--- START ---
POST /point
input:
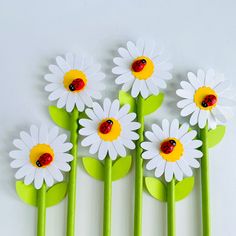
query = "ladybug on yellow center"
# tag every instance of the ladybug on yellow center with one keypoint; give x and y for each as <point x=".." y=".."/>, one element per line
<point x="44" y="160"/>
<point x="139" y="65"/>
<point x="167" y="147"/>
<point x="209" y="100"/>
<point x="106" y="127"/>
<point x="76" y="85"/>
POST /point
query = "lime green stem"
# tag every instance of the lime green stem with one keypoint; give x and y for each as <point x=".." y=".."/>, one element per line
<point x="139" y="171"/>
<point x="73" y="174"/>
<point x="41" y="210"/>
<point x="171" y="207"/>
<point x="206" y="220"/>
<point x="107" y="197"/>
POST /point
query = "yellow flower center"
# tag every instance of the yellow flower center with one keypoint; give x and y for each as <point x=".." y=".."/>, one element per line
<point x="37" y="151"/>
<point x="201" y="94"/>
<point x="147" y="70"/>
<point x="72" y="76"/>
<point x="114" y="131"/>
<point x="177" y="152"/>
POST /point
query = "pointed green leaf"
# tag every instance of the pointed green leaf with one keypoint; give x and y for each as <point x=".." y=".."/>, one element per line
<point x="56" y="194"/>
<point x="156" y="188"/>
<point x="216" y="135"/>
<point x="60" y="116"/>
<point x="121" y="167"/>
<point x="26" y="193"/>
<point x="126" y="98"/>
<point x="94" y="167"/>
<point x="184" y="188"/>
<point x="152" y="103"/>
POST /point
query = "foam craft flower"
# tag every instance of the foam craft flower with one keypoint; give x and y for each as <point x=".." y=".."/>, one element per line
<point x="141" y="68"/>
<point x="41" y="156"/>
<point x="109" y="129"/>
<point x="205" y="98"/>
<point x="171" y="150"/>
<point x="75" y="80"/>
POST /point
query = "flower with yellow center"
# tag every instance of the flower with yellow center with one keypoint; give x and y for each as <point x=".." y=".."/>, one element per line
<point x="41" y="156"/>
<point x="205" y="98"/>
<point x="109" y="129"/>
<point x="171" y="150"/>
<point x="74" y="81"/>
<point x="141" y="68"/>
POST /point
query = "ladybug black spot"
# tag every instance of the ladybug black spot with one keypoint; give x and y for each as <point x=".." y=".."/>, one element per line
<point x="72" y="87"/>
<point x="172" y="142"/>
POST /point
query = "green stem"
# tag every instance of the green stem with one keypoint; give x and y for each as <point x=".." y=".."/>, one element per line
<point x="41" y="210"/>
<point x="205" y="183"/>
<point x="171" y="207"/>
<point x="107" y="197"/>
<point x="139" y="171"/>
<point x="73" y="174"/>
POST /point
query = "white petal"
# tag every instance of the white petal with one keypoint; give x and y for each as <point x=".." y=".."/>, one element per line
<point x="202" y="119"/>
<point x="174" y="128"/>
<point x="103" y="149"/>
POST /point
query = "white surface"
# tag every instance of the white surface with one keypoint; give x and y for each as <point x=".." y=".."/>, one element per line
<point x="195" y="33"/>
--- END ---
**What you have to do**.
Copy out all of the data word for word. Do not carry over any picture.

**Response to the task**.
POST /point
input:
query = "ladybug on yellow center"
# tag every instance of the ladybug on yellow center with one keypoint; give x and y for each as <point x=".." y=".."/>, one element per line
<point x="44" y="160"/>
<point x="139" y="65"/>
<point x="167" y="147"/>
<point x="209" y="100"/>
<point x="106" y="127"/>
<point x="76" y="85"/>
POST /point
query = "lime green stem"
# tag every instance of the lime green stem with one keypoint; give x and y for each as <point x=".." y=".."/>, one element per line
<point x="139" y="171"/>
<point x="73" y="174"/>
<point x="41" y="210"/>
<point x="171" y="207"/>
<point x="206" y="220"/>
<point x="107" y="197"/>
POST /point
query = "yellow flower center"
# tag every instance of the yellow flower center with one keypoint; give x and y for each as <point x=".." y=".."/>, one element per line
<point x="37" y="151"/>
<point x="201" y="94"/>
<point x="147" y="70"/>
<point x="72" y="76"/>
<point x="114" y="131"/>
<point x="177" y="152"/>
POST /point
query = "pointed green leaf"
# tag every instance of the pointed green leaf with one keypoint; give x and y for each as <point x=".." y=".."/>, one element per line
<point x="56" y="194"/>
<point x="156" y="188"/>
<point x="216" y="135"/>
<point x="60" y="116"/>
<point x="121" y="167"/>
<point x="26" y="193"/>
<point x="126" y="98"/>
<point x="94" y="167"/>
<point x="184" y="188"/>
<point x="152" y="103"/>
POST /point
query = "foam craft flower"
# tag every instance of the foam craft flower with one keypoint; give x and y for each as <point x=".." y=".."/>, one element per line
<point x="141" y="68"/>
<point x="41" y="156"/>
<point x="109" y="129"/>
<point x="205" y="98"/>
<point x="171" y="150"/>
<point x="75" y="80"/>
POST /point
query = "flower with yellow center"
# tag every instance of the flower with yellow center with one keypoint; give x and y for each as <point x=".." y=".."/>, one element per line
<point x="41" y="156"/>
<point x="205" y="98"/>
<point x="109" y="129"/>
<point x="171" y="150"/>
<point x="74" y="81"/>
<point x="141" y="68"/>
POST /point
query = "ladybug black spot"
# tag every instance of the ladybug black spot with one keypoint; give x and y for each as <point x=".." y=".."/>, one element per line
<point x="72" y="87"/>
<point x="172" y="142"/>
POST /point
query = "green stem"
# tag every instance of the green stem with one keypoint; give x and y for each as <point x=".." y=".."/>, one element per line
<point x="41" y="210"/>
<point x="205" y="183"/>
<point x="171" y="207"/>
<point x="107" y="197"/>
<point x="139" y="171"/>
<point x="73" y="174"/>
POST /point
query = "white petal"
# tag every instance of the white petal with one keypoint; give x and y for each as <point x=".." y=".."/>, one element per line
<point x="202" y="119"/>
<point x="174" y="128"/>
<point x="103" y="149"/>
POST /point
query = "white surface"
# tag every instance of the white surface with one keypoint; give x and y for each as <point x=".." y=".."/>, one element per line
<point x="195" y="33"/>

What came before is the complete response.